===== GIVEN DATA
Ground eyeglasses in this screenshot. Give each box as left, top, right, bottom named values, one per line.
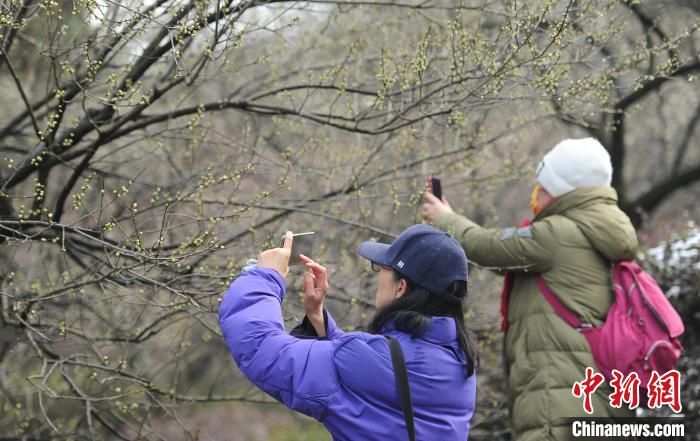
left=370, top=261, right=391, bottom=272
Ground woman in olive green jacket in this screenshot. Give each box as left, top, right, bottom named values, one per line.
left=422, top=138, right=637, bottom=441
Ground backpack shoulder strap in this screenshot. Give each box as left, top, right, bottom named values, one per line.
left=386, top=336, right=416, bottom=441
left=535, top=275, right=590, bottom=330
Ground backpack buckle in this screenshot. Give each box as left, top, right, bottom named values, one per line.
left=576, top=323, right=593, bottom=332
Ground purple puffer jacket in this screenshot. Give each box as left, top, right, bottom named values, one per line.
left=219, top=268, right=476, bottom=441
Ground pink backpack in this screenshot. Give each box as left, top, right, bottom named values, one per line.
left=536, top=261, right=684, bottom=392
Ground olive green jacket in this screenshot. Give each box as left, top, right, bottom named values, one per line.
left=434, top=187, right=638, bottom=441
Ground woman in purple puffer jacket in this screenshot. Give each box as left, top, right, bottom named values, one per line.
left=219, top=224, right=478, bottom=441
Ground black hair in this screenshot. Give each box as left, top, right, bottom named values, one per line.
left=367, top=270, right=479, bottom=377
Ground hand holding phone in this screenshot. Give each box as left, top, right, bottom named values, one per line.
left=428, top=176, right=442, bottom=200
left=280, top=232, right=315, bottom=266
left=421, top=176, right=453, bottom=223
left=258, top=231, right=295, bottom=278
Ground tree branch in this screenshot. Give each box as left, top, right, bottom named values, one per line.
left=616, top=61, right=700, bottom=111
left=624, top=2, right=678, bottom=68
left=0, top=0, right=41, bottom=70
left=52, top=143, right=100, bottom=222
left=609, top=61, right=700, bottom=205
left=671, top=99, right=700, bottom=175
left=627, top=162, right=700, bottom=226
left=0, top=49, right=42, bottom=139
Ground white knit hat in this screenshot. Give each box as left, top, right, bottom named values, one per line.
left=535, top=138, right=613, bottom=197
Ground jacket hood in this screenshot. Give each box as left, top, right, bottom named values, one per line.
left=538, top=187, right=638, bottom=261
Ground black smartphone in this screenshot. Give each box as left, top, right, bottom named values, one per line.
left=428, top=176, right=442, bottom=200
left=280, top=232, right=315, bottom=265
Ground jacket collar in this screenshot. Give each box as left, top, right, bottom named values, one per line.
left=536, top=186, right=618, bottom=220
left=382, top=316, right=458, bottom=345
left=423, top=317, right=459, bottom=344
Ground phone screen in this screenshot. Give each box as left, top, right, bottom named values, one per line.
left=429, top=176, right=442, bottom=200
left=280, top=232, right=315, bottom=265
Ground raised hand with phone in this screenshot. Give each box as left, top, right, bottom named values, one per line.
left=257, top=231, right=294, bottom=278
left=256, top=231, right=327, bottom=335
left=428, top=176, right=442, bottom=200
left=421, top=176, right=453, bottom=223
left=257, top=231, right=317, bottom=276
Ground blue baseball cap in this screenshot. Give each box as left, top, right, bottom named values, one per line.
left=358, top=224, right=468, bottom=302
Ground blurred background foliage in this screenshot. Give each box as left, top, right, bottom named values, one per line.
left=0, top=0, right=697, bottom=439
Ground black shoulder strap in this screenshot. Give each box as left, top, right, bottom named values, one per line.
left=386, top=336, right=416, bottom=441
==========
> WHAT THE TASK ASKS
Reproduce each entry above word for word. Pictures are not part of the copy.

> SOLUTION TO THIS EXERCISE
Ground eyeglasses in this screenshot. Give each box as left, top, right, bottom named values, one per line.
left=370, top=261, right=391, bottom=272
Ground woman in olive green jacket in this screenshot. Give each box as left, top, right, bottom named values, one per line.
left=422, top=138, right=637, bottom=441
Ground backpack shoulder strap in this screenshot. Give each box as left, top, right, bottom named values, one per line.
left=386, top=336, right=416, bottom=441
left=535, top=275, right=590, bottom=330
Ground backpack buckle in this screenshot. Give each box as left, top, right, bottom named values, one per line.
left=576, top=323, right=593, bottom=332
Ground purple puffer jacket in this screenshot. Give each box as left, top, right, bottom named values, one per line.
left=219, top=268, right=476, bottom=441
Ground pink backpack in this screenshot. Give each box as left, top, right, bottom named values, one per line.
left=536, top=261, right=684, bottom=392
Ground olive green jacket in this screenshot. Give each box as left, top, right, bottom named values, one per line.
left=434, top=187, right=638, bottom=441
Ground woman in purple puffer jacket in this screenshot. Give each box as left, top, right, bottom named values, one per line.
left=219, top=224, right=478, bottom=441
Ground black hair in this screenshot. Give each box as left, top, right, bottom named values, one per line.
left=367, top=270, right=479, bottom=377
Ground hand holding phone in this screenshot. Give each box as left, top, right, bottom named values, one per line.
left=428, top=176, right=442, bottom=200
left=280, top=232, right=315, bottom=266
left=421, top=176, right=453, bottom=223
left=258, top=231, right=295, bottom=278
Ground tree branch in this screenshot. Give each box as left, top, right, bottom named values, one per line.
left=616, top=61, right=700, bottom=111
left=624, top=2, right=678, bottom=68
left=0, top=0, right=41, bottom=70
left=52, top=143, right=100, bottom=222
left=609, top=61, right=700, bottom=205
left=671, top=99, right=700, bottom=175
left=627, top=162, right=700, bottom=226
left=0, top=49, right=42, bottom=139
Ground white knit hat in this screenshot. Give each box as left, top, right, bottom named values, one per line.
left=535, top=138, right=613, bottom=197
Ground jacket hood in this screenshot. Give each box as left, top, right, bottom named values, one per line.
left=538, top=187, right=638, bottom=261
Ground black smartphone in this screenshot. Give each box as left, top, right, bottom named values, one per line.
left=428, top=176, right=442, bottom=200
left=280, top=232, right=315, bottom=265
Ground jacket collar in this screenshot. Give each box as left, top, right, bottom named values, one per line.
left=536, top=186, right=618, bottom=220
left=382, top=316, right=458, bottom=345
left=423, top=317, right=459, bottom=344
Ground phone screen in this screenshot. Give each box as left, top, right, bottom named values, one per line.
left=429, top=176, right=442, bottom=200
left=280, top=232, right=315, bottom=265
Ground raised hand with phone in this screenshot. Give each box as left, top, right, bottom named values, one per line.
left=257, top=231, right=294, bottom=278
left=256, top=231, right=327, bottom=335
left=428, top=176, right=442, bottom=200
left=421, top=176, right=453, bottom=223
left=257, top=231, right=317, bottom=276
Ground blue baseball cap in this screenshot. Give each box as left, top, right, bottom named values, one per line.
left=358, top=224, right=468, bottom=302
Ground blurred background foliage in this screenshot. Give each box as left, top, right, bottom named values, one per line.
left=0, top=0, right=697, bottom=439
Ground black shoulder strap in this screenshot. Give each box as left, top, right, bottom named values, one per line.
left=386, top=336, right=416, bottom=441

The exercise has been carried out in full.